WORK REQUEST 1>
Answer these from the editorial on the Consumer Price Index.
(a) By what date must the government and RBI complete the quinquennial review of the inflation target?
(b) To what rate did inflation in edible oils accelerate last month?
(c) What weight does the food and beverages category carry in the CPI?
WORK REQUEST 2> In the editorial on the Consumer Price Index, why is the jump in retail inflation from January's 4.06% said to be partly attributable to a base effect?
WORK REQUEST 3> Resume the editorial on the Consumer Price Index from its final sentence.

DOCUMENT SEGMENT>
Salutary reminder: On Consumer Price Index

Policymakers must focus on maintaining price stability given the volatile food and fuel costs

Updated - March 20, 2021 02:11 am IST

Published - March 15, 2021 12:02 am IST

With just over two weeks left to the March 31 deadline for the government and RBI to complete the quinquennial review of the current inflation target under the monetary policy framework, the latest Consumer Price Index (CPI) reading provides a salutary reminder for policymakers to maintain a ceaseless vigil over price stability. Retail inflation, measured by the CPI , accelerated to a three-month high of 5.03% in February, data released by the National Statistical Office on Friday showed. The jump of almost 100 basis points from January’s 4.06%, while partly attributable to a base effect given that price gains had relatively eased in February 2020, is a clear signal that food and fuel costs continue to pose a threat to broader price stability in the economy. Specifically, the RBI’s early February prognostication of continuing pressures in the prices of pulses and edible oils has been borne out by the last two months’ CPI data. Inflation of both essential food products has persisted in the double digits during the period, and in the case of the latter, accelerated disconcertingly to 20.8% last month. Price gains with respect to two other key sources of protein, meat and fish and eggs, also remain stuck above 11%. And the deflation in vegetable costs, which had helped offset the generalised pressure in food inflation, also waned considerably in February to minus 6.7% from minus 15.8% in January. The upshot was that food and beverages as a combined category, with a weight of 54.2% in the CPI, witnessed an almost 160 basis points quickening in inflation to 4.25% last month, from January’s 2.67%.

DATASET EXCERPTS>
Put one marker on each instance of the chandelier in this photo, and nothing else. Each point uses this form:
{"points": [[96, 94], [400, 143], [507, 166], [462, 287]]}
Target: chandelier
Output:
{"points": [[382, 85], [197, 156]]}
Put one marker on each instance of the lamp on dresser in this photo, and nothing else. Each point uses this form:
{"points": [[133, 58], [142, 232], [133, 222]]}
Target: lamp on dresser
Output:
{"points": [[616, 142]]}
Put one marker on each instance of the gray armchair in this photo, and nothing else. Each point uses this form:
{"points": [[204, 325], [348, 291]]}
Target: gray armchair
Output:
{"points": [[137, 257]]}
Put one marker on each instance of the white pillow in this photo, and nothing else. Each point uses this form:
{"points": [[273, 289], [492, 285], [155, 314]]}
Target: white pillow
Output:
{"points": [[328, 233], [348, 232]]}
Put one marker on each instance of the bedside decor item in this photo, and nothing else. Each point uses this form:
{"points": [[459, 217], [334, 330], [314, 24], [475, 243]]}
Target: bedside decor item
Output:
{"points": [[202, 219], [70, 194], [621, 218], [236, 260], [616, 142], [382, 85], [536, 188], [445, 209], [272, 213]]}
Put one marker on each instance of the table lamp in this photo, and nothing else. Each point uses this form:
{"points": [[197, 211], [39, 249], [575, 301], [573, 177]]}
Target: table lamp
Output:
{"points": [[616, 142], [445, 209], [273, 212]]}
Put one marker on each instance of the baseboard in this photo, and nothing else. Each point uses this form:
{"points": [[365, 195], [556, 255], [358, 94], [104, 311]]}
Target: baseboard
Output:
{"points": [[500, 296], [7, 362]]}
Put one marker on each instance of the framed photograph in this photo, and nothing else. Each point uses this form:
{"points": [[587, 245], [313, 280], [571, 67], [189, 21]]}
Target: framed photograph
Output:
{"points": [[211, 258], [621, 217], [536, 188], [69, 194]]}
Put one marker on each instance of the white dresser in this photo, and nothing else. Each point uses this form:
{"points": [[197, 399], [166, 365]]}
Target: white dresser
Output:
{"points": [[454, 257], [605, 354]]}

RESPONSE AREA 1>
(a) March 31.
(b) 20.8%.
(c) 54.2%.

RESPONSE AREA 2> The editorial says part of the jump is a base effect because price gains had relatively eased in February 2020.

RESPONSE AREA 3>
Another equally worrisome source of inflationary pressure is the continuing upward trajectory in the prices of petroleum products. Transport and communication, which directly reflect these prices, saw inflation rocket by more than 200 basis points to 11.4% in February, from 9.3% the preceding month. Diesel, the main fuel for freight carriage, is now hovering around ₹85 per litre in many parts and will most certainly feed into the costs of everything requiring to be transported. Brent crude oil futures have surged by close to 40% in the three-month period through March 11 in the wake of output cuts by major oil producing nations, another worrying portent for inflation. With the RBI’s own researchers having so cogently laid out the case for persisting with the current flexible inflation targeting regime of ensuring that price gains stay within the 2% to 6% band in the central bank’s first Report on Currency and Finance in eight years, policymakers must stay laser focused on keeping price stability front and centre of their fresh framework for the next quinquennium. Any effort to dilute the focus in a purported bid to prioritise growth, risks putting the economy on a perilous path that may secure neither objective.